■ Given instruction
Identify every line in the records below that contains the word "jacket", and copy each such line in full.
*** Available data
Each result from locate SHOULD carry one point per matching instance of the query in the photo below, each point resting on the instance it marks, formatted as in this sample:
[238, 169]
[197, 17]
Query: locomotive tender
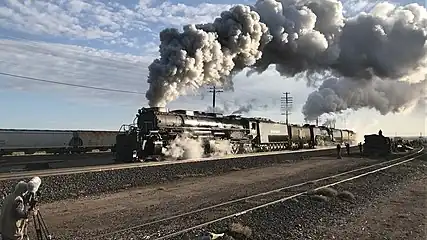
[155, 128]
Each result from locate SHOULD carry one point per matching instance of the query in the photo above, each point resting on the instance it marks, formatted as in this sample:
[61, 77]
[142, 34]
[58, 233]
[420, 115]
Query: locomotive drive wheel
[235, 148]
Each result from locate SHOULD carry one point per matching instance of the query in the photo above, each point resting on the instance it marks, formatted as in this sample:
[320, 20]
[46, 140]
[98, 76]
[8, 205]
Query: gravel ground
[71, 186]
[319, 217]
[94, 215]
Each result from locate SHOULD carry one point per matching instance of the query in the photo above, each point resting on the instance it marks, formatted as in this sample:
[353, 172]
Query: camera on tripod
[31, 198]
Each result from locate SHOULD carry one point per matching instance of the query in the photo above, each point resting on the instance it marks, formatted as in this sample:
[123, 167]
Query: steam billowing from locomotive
[369, 58]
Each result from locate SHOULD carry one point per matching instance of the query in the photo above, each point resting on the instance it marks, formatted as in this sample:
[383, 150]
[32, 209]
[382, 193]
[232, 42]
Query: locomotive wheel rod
[174, 234]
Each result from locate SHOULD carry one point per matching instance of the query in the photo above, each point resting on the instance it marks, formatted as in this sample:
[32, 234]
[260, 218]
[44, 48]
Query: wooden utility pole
[286, 105]
[214, 91]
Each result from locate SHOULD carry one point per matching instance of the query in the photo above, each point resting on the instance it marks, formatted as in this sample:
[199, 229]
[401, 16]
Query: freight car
[55, 141]
[155, 128]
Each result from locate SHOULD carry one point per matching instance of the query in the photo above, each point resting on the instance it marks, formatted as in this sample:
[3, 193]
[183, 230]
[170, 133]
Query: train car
[54, 141]
[156, 128]
[272, 136]
[300, 136]
[93, 140]
[349, 137]
[321, 136]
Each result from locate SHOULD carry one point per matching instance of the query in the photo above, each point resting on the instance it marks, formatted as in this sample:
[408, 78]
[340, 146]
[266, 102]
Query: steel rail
[281, 200]
[114, 167]
[255, 195]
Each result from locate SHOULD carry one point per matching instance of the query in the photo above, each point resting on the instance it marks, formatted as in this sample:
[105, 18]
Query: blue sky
[109, 44]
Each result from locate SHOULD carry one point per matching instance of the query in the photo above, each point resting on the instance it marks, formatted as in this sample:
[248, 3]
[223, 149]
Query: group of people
[15, 213]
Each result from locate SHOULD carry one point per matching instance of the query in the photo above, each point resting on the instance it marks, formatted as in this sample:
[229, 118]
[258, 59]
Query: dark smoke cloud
[336, 95]
[367, 55]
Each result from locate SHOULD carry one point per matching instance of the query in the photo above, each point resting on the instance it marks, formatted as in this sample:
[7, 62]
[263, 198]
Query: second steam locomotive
[155, 128]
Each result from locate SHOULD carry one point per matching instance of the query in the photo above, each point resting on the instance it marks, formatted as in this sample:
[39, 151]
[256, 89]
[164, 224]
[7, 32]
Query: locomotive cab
[126, 143]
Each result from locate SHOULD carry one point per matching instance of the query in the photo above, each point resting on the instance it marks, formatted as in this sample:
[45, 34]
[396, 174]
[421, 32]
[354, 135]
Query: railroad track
[112, 167]
[167, 228]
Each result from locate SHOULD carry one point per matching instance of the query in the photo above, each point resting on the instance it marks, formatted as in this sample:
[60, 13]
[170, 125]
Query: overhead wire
[69, 84]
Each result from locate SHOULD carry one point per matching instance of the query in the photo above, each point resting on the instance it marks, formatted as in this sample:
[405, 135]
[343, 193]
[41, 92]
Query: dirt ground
[402, 215]
[110, 212]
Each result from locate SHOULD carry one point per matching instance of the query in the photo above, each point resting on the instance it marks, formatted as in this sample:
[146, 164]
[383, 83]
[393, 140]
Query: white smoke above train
[372, 60]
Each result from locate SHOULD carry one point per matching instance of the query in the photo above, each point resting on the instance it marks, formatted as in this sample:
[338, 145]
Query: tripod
[40, 226]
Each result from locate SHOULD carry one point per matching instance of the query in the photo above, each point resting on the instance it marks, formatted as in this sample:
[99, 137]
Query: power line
[286, 105]
[69, 84]
[214, 92]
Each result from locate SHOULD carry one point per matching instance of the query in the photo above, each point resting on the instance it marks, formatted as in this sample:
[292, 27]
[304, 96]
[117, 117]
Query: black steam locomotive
[155, 128]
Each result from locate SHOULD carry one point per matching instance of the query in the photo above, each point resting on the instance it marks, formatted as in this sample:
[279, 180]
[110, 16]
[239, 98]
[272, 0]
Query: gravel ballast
[60, 187]
[313, 216]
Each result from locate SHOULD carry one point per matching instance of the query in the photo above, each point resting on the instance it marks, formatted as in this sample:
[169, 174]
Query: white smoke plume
[186, 147]
[240, 108]
[381, 48]
[205, 54]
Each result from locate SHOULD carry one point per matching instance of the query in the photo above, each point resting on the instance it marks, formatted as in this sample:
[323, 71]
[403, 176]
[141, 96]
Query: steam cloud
[370, 58]
[186, 147]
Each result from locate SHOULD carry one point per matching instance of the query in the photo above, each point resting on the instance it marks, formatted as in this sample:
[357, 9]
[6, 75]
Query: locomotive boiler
[155, 128]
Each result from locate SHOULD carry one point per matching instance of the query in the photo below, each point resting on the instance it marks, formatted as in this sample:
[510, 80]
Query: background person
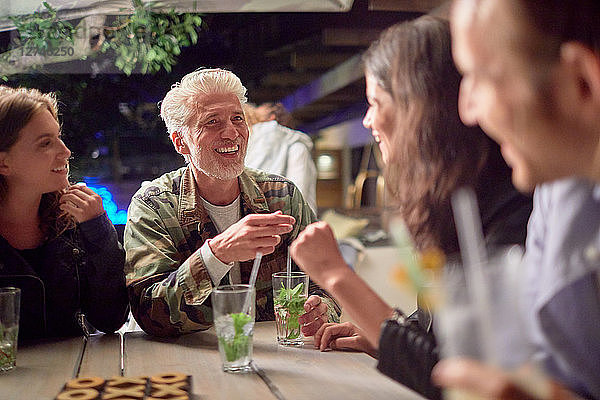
[202, 225]
[412, 89]
[531, 80]
[56, 242]
[275, 147]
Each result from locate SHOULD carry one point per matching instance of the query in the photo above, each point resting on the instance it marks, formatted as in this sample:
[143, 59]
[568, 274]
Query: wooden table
[281, 372]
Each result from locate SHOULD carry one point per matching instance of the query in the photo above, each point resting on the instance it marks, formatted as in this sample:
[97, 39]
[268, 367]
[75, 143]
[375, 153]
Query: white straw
[252, 281]
[472, 248]
[289, 274]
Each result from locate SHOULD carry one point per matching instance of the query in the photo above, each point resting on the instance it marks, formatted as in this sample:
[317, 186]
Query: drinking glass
[234, 325]
[480, 318]
[10, 298]
[289, 294]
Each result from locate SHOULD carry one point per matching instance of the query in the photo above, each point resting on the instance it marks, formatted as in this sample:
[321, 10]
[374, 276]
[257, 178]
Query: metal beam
[348, 36]
[404, 5]
[331, 81]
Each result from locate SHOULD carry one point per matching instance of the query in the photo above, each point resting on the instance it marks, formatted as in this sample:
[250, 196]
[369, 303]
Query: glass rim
[235, 288]
[294, 274]
[9, 290]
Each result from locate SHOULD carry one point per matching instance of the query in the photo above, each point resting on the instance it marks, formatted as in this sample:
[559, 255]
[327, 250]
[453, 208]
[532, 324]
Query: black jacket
[408, 351]
[82, 271]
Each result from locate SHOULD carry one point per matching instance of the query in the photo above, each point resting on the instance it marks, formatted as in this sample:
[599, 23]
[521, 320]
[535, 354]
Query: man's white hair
[178, 105]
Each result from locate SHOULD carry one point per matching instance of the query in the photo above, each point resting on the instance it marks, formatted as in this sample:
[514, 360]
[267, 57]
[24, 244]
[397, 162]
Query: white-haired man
[201, 225]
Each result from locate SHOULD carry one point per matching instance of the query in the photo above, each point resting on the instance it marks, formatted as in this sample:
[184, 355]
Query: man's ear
[4, 168]
[583, 71]
[179, 143]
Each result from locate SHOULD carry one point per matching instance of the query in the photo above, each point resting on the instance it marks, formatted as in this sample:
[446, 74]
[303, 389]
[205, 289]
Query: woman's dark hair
[17, 107]
[434, 153]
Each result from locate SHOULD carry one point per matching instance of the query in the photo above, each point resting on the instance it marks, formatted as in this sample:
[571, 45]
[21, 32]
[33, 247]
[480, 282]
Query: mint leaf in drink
[289, 305]
[236, 346]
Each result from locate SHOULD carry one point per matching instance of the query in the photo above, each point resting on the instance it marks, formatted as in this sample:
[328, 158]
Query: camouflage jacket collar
[192, 211]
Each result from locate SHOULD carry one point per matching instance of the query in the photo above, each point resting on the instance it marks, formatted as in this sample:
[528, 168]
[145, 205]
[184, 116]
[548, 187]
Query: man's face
[218, 136]
[511, 96]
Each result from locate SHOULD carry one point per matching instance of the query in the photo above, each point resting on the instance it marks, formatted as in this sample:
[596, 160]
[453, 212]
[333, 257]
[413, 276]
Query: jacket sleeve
[167, 298]
[105, 301]
[407, 354]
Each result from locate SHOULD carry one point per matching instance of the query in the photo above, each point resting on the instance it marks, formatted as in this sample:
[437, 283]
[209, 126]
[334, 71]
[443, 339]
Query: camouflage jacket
[169, 286]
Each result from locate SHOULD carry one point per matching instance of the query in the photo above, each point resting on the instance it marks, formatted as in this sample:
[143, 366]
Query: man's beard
[211, 165]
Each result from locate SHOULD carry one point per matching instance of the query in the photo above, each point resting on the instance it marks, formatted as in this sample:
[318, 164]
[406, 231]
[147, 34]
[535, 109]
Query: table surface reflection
[281, 372]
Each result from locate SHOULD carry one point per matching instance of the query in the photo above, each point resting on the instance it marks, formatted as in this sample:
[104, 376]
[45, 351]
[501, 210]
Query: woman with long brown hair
[412, 91]
[56, 242]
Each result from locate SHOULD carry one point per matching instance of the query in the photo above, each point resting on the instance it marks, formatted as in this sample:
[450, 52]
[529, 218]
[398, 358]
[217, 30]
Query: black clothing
[79, 271]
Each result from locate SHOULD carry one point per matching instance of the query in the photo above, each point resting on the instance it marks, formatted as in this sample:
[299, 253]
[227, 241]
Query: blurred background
[302, 53]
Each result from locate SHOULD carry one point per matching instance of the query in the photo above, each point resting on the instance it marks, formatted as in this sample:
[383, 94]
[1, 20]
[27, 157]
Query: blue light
[116, 216]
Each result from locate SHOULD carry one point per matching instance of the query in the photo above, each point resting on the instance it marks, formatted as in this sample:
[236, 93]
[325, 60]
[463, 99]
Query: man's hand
[316, 252]
[487, 382]
[81, 202]
[251, 234]
[314, 317]
[343, 336]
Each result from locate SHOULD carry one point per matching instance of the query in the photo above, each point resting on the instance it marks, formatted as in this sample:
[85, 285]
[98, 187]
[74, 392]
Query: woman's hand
[487, 382]
[343, 336]
[81, 202]
[315, 250]
[315, 315]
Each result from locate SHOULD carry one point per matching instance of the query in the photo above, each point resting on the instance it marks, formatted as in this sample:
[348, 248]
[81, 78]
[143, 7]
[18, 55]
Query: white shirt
[223, 217]
[287, 152]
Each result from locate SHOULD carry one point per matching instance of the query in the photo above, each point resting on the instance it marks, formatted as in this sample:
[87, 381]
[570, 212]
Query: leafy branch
[144, 39]
[150, 40]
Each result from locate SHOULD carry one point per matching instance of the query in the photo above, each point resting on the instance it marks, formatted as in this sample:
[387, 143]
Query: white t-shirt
[223, 217]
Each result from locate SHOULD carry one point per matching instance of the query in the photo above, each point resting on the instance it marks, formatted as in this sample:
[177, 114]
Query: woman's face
[380, 117]
[39, 160]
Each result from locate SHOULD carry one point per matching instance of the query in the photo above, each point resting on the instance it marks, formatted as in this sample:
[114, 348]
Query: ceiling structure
[303, 53]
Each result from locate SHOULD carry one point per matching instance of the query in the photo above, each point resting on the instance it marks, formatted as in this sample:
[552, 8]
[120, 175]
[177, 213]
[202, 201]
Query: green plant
[42, 30]
[150, 40]
[289, 305]
[145, 39]
[237, 347]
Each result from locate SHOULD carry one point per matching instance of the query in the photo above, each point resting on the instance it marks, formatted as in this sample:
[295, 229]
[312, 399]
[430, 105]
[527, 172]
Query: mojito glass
[9, 327]
[289, 295]
[234, 325]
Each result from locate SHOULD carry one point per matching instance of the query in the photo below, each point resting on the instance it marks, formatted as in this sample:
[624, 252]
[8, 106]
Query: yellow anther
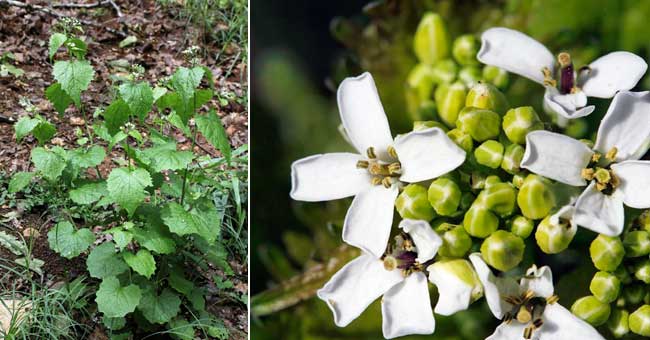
******
■ Response to the exercise
Query: black jacket
Query: camouflage jacket collar
Query: jacket sleeve
Query: camouflage jacket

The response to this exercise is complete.